--- Begin Given information ---

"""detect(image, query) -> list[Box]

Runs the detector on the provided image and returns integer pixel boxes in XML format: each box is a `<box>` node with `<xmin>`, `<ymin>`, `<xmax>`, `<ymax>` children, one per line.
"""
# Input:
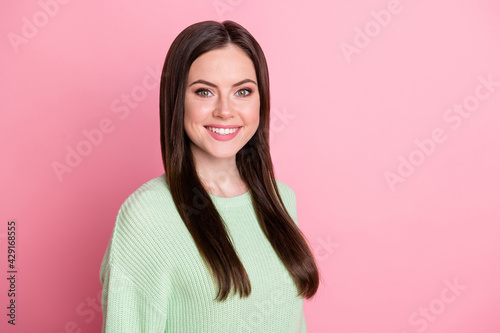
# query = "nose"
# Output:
<box><xmin>213</xmin><ymin>97</ymin><xmax>233</xmax><ymax>119</ymax></box>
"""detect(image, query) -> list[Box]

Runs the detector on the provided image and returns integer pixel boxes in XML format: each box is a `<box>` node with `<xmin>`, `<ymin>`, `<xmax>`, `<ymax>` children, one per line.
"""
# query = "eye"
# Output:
<box><xmin>236</xmin><ymin>88</ymin><xmax>252</xmax><ymax>97</ymax></box>
<box><xmin>195</xmin><ymin>88</ymin><xmax>212</xmax><ymax>97</ymax></box>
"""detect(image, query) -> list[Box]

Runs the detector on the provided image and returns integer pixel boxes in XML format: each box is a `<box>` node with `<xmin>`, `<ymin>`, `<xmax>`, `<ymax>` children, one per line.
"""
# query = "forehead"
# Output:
<box><xmin>188</xmin><ymin>44</ymin><xmax>256</xmax><ymax>83</ymax></box>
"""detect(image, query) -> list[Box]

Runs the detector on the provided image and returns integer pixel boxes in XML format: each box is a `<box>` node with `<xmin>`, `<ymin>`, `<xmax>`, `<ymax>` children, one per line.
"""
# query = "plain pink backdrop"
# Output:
<box><xmin>0</xmin><ymin>0</ymin><xmax>500</xmax><ymax>333</ymax></box>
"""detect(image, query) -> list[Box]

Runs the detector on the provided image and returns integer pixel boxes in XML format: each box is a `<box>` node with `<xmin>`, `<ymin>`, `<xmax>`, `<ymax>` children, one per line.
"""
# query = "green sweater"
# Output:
<box><xmin>100</xmin><ymin>174</ymin><xmax>307</xmax><ymax>333</ymax></box>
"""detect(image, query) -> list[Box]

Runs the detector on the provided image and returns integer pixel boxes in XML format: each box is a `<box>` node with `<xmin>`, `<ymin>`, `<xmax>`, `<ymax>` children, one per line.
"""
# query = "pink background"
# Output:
<box><xmin>0</xmin><ymin>0</ymin><xmax>500</xmax><ymax>333</ymax></box>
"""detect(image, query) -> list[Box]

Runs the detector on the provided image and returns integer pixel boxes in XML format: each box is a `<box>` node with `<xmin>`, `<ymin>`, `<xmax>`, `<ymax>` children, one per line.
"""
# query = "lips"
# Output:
<box><xmin>204</xmin><ymin>125</ymin><xmax>242</xmax><ymax>141</ymax></box>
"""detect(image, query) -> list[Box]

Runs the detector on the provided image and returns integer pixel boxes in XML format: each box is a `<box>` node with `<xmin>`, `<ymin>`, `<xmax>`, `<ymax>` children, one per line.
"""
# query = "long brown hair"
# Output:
<box><xmin>160</xmin><ymin>21</ymin><xmax>319</xmax><ymax>301</ymax></box>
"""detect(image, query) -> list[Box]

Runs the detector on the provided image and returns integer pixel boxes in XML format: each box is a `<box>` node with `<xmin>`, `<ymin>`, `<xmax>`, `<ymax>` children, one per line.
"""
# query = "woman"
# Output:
<box><xmin>100</xmin><ymin>21</ymin><xmax>319</xmax><ymax>333</ymax></box>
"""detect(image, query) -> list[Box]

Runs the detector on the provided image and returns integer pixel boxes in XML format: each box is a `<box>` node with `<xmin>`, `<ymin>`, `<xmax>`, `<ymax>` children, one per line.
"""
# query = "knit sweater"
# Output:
<box><xmin>100</xmin><ymin>174</ymin><xmax>307</xmax><ymax>333</ymax></box>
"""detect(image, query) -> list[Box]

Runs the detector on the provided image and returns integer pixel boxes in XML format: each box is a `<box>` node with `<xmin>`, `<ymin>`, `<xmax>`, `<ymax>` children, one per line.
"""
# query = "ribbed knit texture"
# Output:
<box><xmin>100</xmin><ymin>174</ymin><xmax>307</xmax><ymax>333</ymax></box>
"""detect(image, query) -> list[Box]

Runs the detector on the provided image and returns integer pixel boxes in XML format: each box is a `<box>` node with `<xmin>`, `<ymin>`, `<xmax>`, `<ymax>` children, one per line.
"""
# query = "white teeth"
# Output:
<box><xmin>207</xmin><ymin>127</ymin><xmax>239</xmax><ymax>135</ymax></box>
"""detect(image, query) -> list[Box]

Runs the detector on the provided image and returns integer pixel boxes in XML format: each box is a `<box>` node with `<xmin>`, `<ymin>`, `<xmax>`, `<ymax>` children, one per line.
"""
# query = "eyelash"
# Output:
<box><xmin>195</xmin><ymin>88</ymin><xmax>253</xmax><ymax>97</ymax></box>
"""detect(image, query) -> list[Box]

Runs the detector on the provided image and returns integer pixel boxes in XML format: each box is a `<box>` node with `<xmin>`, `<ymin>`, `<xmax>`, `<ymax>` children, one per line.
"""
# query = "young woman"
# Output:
<box><xmin>100</xmin><ymin>21</ymin><xmax>319</xmax><ymax>333</ymax></box>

--- End Given information ---

Exercise brief =>
Return every line of the records that contains the string "sweater", treating uppercase and lowercase letters as distinct.

Response for this exercise =>
# query = "green sweater"
# query = "knit sweater"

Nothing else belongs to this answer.